Assignment:
Could you write out the material from its first line up to and including the line with "positive clicks: (365, 237)", replacing "clicks" with "points" and leaving everything else unchanged?

--*--

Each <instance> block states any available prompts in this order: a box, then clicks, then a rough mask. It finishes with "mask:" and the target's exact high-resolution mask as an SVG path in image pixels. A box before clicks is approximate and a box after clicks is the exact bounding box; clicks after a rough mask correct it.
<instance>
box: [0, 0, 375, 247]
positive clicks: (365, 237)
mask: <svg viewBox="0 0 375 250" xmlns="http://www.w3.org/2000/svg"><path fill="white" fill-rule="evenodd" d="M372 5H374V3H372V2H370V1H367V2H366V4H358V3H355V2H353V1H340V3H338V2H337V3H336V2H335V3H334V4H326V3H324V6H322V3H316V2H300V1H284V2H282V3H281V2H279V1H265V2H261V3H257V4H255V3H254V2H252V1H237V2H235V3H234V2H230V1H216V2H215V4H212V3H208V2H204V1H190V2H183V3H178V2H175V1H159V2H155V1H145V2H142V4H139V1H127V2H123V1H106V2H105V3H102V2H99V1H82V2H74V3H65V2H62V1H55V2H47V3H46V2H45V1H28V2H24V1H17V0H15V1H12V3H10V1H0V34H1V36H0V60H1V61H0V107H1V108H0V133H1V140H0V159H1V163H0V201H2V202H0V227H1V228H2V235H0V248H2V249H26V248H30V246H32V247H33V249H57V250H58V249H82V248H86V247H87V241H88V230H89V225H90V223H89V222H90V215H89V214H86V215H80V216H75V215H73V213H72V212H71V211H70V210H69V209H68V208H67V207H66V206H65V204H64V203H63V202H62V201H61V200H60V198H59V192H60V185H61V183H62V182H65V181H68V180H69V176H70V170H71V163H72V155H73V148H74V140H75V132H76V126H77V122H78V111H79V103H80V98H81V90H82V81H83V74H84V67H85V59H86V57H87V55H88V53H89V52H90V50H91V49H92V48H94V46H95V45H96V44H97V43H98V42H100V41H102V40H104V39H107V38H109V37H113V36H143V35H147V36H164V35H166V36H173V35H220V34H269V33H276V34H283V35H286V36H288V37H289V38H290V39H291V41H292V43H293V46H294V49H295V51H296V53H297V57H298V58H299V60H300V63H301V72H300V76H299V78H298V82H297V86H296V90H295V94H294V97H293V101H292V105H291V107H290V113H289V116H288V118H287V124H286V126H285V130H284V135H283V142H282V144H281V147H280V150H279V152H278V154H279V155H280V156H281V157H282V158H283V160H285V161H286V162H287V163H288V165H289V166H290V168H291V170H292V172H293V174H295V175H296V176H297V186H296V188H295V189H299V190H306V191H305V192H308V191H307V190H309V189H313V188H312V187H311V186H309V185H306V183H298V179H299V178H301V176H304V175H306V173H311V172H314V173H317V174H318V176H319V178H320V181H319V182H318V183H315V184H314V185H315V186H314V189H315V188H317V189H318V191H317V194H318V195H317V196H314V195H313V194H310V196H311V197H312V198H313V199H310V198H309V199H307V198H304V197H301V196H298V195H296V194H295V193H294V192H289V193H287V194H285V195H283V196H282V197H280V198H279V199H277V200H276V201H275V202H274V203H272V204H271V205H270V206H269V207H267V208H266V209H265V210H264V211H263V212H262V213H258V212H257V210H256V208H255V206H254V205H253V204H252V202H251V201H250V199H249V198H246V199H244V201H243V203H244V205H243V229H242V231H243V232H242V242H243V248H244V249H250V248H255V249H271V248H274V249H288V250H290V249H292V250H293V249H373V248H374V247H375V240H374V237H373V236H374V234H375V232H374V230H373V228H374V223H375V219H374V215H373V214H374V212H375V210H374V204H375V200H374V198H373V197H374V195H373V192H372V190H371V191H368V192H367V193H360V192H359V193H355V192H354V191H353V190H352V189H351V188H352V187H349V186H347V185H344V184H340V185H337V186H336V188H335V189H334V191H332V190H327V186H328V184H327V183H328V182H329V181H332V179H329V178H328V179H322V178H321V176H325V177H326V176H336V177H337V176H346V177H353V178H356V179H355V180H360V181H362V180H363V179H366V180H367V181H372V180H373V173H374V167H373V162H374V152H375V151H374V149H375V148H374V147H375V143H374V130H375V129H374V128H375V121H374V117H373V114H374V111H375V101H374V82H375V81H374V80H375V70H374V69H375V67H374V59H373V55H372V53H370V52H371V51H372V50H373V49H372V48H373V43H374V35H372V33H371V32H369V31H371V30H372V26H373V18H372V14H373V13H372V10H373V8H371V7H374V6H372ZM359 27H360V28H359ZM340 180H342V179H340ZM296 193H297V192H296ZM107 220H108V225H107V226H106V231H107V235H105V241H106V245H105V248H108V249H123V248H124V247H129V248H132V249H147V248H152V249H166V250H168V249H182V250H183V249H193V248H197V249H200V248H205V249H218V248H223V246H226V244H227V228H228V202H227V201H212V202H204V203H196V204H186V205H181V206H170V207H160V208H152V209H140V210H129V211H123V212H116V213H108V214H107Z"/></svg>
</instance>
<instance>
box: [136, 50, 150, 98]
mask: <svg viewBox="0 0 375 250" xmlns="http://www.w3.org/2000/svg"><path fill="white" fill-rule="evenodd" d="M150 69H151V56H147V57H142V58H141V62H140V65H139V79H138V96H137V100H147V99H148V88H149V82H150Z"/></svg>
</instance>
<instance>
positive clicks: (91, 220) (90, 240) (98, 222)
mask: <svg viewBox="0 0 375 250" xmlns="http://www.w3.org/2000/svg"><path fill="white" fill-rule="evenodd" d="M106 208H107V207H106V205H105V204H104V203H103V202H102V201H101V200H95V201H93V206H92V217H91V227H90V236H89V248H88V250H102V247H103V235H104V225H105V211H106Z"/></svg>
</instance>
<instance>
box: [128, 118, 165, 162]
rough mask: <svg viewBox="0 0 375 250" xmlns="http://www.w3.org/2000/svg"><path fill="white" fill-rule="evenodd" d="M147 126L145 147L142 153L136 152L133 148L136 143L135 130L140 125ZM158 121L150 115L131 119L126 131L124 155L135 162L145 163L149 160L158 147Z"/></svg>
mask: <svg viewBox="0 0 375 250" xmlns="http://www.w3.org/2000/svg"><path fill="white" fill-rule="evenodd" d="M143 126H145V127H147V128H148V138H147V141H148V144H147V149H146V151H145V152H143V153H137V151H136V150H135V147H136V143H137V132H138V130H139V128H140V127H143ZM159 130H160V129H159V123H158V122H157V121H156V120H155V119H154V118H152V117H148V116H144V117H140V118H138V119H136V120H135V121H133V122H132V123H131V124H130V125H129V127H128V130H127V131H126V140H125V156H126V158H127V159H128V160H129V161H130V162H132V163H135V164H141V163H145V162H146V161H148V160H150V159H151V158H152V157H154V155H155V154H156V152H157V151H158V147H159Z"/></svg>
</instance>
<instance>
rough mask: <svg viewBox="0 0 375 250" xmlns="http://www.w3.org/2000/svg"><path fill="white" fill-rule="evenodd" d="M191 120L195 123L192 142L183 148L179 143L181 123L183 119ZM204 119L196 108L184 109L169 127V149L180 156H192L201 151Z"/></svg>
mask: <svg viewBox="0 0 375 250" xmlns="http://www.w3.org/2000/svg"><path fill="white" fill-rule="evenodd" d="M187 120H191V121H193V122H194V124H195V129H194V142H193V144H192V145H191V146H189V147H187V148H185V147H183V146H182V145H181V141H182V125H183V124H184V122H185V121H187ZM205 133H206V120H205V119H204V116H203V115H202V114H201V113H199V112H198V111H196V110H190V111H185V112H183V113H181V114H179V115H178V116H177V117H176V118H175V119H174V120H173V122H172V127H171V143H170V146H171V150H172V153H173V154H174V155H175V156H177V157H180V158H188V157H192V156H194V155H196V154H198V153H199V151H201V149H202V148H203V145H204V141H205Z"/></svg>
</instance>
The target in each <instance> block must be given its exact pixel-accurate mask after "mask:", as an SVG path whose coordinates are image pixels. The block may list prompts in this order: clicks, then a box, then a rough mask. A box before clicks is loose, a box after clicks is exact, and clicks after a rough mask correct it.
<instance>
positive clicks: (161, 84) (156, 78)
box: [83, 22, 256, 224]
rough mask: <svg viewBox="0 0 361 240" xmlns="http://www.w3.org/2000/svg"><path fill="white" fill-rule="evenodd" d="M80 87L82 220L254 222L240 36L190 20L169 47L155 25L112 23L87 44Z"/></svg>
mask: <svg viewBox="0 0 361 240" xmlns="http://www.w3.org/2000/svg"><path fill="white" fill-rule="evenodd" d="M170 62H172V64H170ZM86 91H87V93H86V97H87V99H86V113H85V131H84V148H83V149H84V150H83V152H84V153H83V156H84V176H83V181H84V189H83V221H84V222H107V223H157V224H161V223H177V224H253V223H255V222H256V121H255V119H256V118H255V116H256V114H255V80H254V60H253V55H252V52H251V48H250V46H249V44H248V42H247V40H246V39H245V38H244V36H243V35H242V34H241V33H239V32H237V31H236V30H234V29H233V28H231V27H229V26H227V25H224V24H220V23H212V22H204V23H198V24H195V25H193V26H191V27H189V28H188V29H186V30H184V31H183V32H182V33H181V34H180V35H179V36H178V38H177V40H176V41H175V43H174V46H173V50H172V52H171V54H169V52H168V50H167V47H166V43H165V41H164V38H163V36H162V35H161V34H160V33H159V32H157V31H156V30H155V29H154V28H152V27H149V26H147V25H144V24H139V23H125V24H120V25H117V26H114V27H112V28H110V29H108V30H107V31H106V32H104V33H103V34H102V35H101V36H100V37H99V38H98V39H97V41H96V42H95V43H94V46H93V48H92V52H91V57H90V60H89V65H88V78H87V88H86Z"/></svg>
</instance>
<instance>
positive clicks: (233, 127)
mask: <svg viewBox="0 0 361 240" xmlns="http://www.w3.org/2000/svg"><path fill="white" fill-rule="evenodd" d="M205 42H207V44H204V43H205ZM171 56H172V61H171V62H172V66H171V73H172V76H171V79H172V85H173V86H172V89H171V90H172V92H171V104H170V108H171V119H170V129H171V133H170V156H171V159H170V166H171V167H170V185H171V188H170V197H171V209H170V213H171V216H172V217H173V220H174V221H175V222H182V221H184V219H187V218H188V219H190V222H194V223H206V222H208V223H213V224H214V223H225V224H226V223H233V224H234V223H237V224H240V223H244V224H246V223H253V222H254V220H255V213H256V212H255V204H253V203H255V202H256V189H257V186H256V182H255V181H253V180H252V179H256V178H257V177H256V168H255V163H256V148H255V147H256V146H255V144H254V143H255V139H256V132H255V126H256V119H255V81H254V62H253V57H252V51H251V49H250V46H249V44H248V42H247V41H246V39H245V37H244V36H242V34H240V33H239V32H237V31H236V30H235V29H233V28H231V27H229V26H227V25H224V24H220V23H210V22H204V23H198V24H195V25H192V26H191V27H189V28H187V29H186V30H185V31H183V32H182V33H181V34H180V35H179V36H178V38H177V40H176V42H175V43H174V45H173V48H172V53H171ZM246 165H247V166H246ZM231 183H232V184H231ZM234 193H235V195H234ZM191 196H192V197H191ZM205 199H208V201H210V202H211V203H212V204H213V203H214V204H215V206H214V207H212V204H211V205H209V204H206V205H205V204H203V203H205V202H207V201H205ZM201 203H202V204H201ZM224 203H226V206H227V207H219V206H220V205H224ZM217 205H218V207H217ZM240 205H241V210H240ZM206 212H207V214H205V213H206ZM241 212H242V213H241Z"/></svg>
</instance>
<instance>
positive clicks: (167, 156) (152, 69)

--*--

Answer for the task:
Each <instance> block states any available prompts in this order: a box, then points, then a rough mask. It finishes with "mask:" and the target's exact high-resolution mask as an SVG path in image pixels. A box before points is approximate and a box after points is the exact bounding box; points after a rough mask correct it.
<instance>
box: [0, 0, 375, 247]
positive points: (365, 237)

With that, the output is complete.